Reproduce verbatim the part of the entries that opens with the line containing "the <item>red tractor</item>." and closes at the end of the entries, including both ends. Output only those lines.
****************************************
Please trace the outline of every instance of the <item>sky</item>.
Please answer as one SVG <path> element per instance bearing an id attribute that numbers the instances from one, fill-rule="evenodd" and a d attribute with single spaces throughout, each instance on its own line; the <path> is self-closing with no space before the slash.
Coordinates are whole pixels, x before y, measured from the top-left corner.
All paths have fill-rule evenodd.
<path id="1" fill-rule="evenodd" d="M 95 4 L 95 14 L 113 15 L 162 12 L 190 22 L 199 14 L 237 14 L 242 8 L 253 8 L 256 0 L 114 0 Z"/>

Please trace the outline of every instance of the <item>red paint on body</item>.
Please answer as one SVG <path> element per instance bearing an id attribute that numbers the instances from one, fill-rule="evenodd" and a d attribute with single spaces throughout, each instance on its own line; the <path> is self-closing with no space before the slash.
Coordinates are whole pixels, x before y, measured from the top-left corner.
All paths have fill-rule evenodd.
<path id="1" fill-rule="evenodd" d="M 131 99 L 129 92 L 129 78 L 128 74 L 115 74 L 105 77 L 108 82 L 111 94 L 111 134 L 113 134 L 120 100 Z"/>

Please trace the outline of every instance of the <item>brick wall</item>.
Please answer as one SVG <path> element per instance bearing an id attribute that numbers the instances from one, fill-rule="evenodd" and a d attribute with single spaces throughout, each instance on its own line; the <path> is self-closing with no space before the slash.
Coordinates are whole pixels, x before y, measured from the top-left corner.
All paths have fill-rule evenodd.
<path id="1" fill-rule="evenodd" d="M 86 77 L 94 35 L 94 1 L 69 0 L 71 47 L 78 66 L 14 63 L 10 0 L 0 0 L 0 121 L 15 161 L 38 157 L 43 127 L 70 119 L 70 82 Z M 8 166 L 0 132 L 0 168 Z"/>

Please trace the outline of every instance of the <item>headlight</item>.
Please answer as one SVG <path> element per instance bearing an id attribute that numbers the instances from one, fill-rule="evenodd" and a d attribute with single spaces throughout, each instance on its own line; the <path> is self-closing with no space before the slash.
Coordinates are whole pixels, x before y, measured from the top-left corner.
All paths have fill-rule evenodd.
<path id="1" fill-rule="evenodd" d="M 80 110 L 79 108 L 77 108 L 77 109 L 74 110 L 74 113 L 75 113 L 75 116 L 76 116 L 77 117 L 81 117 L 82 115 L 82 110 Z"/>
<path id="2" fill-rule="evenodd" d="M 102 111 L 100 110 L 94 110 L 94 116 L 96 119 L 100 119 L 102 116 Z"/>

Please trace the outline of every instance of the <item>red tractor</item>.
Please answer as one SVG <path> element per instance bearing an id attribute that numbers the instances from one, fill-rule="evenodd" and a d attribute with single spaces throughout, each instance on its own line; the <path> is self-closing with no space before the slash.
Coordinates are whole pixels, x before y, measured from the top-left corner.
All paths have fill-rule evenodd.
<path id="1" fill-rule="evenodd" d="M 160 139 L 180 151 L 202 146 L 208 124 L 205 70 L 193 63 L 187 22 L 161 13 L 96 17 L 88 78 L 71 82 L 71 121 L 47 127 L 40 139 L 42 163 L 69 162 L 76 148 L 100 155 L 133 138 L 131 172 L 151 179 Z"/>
****************************************
> **EXERCISE RESULT**:
Please trace the outline of every instance of the <item>red tractor</item>.
Please answer as one SVG <path> element per instance bearing an id attribute that numbers the instances from one, fill-rule="evenodd" and a d attribute with single spaces throughout, each instance on its own line; the <path> is self-closing with no space before the slash.
Coordinates are whole pixels, x before y, measured from the top-left corner.
All paths have fill-rule evenodd.
<path id="1" fill-rule="evenodd" d="M 160 139 L 180 151 L 202 146 L 208 124 L 205 70 L 193 63 L 187 22 L 161 13 L 96 17 L 88 78 L 71 82 L 71 121 L 47 127 L 40 139 L 42 163 L 69 162 L 76 148 L 100 155 L 133 138 L 131 172 L 151 179 Z"/>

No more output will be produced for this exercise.